The media scares us into thinking birth is akin to illness and surgery and emergency (oh my!) or even a horrible amalgam of all three. You all know how it goes: It starts with the water breaking in a "SKOOSH!" (which actually happens less than 5% of the time, pre-labor) the frantic grabbing of the suitcase to make way for the hospital, the mother screaming obscenities and demanding drugs in the car and down the hospital corridor, the father-to-be frantically making phone calls, passing out or looking helplessly on as the doctor -who always slides in at the last moment- shouts, "PUSH!" with nurses standing by like cheerleaders in scrubs with shiny instruments instead of pom poms. I suppose some births happen that way, but I know for a fact after much reading, research and conversing with other mothers that this is not
"normal". You know what? BIRTH is normal. My midwife agrees.

> [APPLY WHAT YOU READ]:
- A) List the three things that, according to the passage on birth, the media makes birth seem akin to.
- B) Echo the part of the passage on birth between "The media scares" and "My midwife agrees.", inclusive.

Dataset entries:
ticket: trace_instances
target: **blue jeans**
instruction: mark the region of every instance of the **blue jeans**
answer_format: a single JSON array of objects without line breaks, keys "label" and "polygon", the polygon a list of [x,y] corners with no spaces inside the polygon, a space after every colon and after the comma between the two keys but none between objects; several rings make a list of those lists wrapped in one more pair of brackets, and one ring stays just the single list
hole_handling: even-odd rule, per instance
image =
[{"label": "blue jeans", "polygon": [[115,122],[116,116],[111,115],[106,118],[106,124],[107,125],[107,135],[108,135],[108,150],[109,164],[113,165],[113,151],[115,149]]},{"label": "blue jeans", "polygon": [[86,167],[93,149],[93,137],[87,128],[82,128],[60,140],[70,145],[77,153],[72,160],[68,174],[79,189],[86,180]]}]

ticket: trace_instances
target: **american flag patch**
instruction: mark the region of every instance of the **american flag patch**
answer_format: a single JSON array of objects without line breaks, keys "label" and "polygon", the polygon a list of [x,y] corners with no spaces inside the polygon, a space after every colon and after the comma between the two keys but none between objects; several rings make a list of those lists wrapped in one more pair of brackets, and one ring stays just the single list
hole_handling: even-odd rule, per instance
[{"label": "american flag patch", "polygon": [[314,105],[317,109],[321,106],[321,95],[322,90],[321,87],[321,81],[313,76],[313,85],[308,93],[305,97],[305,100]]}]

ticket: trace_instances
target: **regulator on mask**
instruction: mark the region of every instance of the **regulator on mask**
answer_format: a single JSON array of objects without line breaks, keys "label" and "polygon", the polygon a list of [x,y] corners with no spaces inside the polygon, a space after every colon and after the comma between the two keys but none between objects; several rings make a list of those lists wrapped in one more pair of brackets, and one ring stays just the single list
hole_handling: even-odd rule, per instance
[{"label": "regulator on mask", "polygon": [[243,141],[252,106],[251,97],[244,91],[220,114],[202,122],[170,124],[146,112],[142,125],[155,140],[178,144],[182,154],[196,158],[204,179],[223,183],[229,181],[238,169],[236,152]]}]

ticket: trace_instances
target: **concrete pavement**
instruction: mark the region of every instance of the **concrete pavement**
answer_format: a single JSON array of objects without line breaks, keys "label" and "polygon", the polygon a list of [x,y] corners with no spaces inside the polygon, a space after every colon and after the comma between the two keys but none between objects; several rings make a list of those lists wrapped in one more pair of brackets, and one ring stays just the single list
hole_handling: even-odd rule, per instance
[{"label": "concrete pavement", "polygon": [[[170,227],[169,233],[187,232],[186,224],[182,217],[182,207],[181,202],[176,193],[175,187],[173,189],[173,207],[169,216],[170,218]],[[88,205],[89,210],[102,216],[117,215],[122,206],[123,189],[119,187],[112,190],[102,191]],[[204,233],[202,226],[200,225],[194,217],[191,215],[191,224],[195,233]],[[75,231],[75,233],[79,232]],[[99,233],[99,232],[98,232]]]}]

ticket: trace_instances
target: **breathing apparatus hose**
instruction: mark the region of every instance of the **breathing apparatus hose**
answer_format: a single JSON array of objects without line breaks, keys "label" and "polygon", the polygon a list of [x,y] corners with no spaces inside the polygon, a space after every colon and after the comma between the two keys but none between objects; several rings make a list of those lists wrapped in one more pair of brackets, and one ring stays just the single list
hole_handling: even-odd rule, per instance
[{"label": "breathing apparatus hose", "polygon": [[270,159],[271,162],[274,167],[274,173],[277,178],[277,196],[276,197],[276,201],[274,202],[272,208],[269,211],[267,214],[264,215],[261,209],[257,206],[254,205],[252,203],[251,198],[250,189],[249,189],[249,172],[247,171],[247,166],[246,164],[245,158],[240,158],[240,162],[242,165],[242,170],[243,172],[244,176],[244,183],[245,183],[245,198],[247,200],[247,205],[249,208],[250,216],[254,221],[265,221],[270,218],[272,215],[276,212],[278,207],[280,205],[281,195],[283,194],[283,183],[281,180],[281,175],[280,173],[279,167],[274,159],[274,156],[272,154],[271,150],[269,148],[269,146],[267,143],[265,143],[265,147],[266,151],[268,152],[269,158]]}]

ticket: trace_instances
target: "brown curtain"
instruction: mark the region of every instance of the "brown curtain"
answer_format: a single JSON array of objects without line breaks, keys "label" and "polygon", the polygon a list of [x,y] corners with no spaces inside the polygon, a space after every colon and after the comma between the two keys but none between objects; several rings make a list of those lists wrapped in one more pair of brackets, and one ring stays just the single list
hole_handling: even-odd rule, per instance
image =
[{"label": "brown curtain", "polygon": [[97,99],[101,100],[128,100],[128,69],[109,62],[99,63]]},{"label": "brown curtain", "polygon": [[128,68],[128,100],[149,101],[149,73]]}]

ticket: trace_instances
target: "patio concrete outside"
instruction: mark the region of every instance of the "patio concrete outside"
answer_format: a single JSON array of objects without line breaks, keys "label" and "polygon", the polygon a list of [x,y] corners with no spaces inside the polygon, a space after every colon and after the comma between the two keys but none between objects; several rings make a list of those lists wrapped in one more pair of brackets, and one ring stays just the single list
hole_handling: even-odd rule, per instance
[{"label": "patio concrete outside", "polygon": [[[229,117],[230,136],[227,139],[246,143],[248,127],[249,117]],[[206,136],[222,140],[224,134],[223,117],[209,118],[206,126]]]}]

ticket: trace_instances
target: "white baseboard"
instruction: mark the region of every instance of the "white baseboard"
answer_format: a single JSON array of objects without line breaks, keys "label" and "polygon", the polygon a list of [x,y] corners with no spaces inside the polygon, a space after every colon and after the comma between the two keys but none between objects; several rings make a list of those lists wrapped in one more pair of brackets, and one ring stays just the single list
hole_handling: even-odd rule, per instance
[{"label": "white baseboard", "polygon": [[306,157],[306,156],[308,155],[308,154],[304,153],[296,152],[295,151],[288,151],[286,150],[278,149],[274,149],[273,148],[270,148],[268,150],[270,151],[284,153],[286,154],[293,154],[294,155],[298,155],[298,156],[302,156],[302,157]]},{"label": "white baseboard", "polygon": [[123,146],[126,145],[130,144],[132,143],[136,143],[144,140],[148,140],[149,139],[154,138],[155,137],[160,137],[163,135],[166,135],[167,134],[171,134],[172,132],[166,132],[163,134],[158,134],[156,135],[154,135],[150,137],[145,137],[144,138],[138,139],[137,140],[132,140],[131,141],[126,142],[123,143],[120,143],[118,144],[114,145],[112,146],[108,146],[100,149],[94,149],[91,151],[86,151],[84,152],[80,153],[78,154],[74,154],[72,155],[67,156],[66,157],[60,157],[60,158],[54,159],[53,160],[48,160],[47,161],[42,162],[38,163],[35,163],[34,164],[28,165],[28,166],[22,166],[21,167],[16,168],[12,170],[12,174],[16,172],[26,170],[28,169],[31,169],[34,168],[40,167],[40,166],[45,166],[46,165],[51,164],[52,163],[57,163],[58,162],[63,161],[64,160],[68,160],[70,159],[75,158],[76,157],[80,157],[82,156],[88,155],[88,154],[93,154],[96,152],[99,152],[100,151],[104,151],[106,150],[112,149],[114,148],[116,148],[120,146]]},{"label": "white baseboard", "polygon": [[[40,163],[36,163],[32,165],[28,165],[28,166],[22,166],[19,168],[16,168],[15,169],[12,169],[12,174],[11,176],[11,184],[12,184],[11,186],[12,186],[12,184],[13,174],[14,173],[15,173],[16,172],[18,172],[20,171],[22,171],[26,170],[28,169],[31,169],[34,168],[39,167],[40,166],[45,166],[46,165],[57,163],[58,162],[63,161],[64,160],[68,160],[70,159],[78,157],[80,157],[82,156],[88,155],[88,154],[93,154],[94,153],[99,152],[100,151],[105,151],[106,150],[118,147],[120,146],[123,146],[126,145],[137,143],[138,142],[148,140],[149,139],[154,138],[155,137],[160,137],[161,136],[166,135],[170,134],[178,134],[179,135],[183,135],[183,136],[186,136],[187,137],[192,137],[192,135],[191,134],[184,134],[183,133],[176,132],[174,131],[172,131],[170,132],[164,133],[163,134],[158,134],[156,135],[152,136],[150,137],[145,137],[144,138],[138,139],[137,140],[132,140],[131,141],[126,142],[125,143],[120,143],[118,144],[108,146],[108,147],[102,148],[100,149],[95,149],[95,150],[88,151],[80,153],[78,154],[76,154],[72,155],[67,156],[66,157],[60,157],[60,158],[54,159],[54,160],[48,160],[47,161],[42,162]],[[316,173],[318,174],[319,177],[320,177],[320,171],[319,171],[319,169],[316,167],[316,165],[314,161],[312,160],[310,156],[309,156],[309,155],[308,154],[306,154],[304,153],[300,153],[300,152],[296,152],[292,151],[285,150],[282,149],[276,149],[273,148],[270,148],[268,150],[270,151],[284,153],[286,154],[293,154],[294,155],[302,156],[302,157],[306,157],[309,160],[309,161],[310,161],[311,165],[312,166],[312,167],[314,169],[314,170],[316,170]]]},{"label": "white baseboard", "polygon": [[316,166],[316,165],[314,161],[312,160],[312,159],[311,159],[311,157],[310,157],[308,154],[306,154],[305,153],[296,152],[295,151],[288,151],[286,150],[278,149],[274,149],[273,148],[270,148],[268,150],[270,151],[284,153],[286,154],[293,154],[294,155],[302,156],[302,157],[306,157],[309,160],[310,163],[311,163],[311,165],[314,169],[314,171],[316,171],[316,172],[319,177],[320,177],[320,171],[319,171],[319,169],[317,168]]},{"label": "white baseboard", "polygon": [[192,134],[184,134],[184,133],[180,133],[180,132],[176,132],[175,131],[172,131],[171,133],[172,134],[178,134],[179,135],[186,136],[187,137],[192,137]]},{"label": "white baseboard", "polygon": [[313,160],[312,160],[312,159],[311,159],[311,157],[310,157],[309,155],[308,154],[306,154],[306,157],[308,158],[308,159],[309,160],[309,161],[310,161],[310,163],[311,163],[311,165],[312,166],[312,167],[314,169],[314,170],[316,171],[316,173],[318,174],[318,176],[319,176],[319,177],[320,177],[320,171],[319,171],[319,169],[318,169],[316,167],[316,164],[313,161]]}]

> [EXERCISE ANSWERS]:
- A) illness, surgery, emergency

- B)
The media scares us into thinking birth is akin to illness and surgery and emergency (oh my!) or even a horrible amalgam of all three. You all know how it goes: It starts with the water breaking in a "SKOOSH!" (which actually happens less than 5% of the time, pre-labor) the frantic grabbing of the suitcase to make way for the hospital, the mother screaming obscenities and demanding drugs in the car and down the hospital corridor, the father-to-be frantically making phone calls, passing out or looking helplessly on as the doctor -who always slides in at the last moment- shouts, "PUSH!" with nurses standing by like cheerleaders in scrubs with shiny instruments instead of pom poms. I suppose some births happen that way, but I know for a fact after much reading, research and conversing with other mothers that this is not
"normal". You know what? BIRTH is normal. My midwife agrees.